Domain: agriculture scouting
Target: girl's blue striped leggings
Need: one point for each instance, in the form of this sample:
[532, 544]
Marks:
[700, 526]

——————————

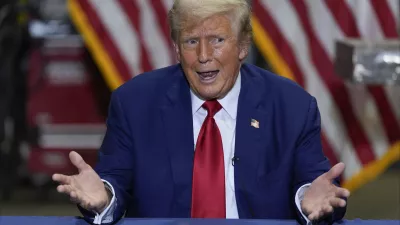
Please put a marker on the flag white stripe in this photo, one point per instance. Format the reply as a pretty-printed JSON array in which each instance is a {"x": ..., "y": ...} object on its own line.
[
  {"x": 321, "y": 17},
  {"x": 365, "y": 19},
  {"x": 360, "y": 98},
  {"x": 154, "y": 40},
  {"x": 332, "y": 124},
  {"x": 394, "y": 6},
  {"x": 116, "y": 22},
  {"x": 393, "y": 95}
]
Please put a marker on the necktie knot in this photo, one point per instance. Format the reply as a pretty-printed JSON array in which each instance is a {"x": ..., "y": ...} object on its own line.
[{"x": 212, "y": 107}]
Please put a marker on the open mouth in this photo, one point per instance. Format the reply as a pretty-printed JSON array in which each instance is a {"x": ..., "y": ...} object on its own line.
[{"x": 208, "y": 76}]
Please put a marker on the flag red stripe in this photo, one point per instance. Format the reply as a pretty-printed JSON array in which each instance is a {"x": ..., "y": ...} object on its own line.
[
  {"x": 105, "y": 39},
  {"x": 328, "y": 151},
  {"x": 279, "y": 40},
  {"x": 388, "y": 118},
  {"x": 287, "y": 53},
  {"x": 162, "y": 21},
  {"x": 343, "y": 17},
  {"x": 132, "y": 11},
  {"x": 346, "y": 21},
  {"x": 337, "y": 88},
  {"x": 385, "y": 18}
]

——————————

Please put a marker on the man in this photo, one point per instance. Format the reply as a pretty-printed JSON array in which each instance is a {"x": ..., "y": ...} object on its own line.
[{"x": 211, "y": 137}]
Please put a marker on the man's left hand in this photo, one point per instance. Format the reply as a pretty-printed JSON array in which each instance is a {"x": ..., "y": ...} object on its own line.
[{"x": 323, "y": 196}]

——————————

[Short problem] Pick out every line of the records that contains the string "flag", copying each such line in full. Matching is case-sensitive.

[Written response]
Please put a marker on the flag white stripe in this photo, one point per instance. Format the reply as a pretty-printed JSON array in which each instance is a {"x": ..., "y": ...} object on its own line.
Please put a marker on the flag red stripe in this photo, one point per instance. Format the reply as a pretty-printed JSON array in which each instance is a {"x": ..., "y": ...} object on its own line.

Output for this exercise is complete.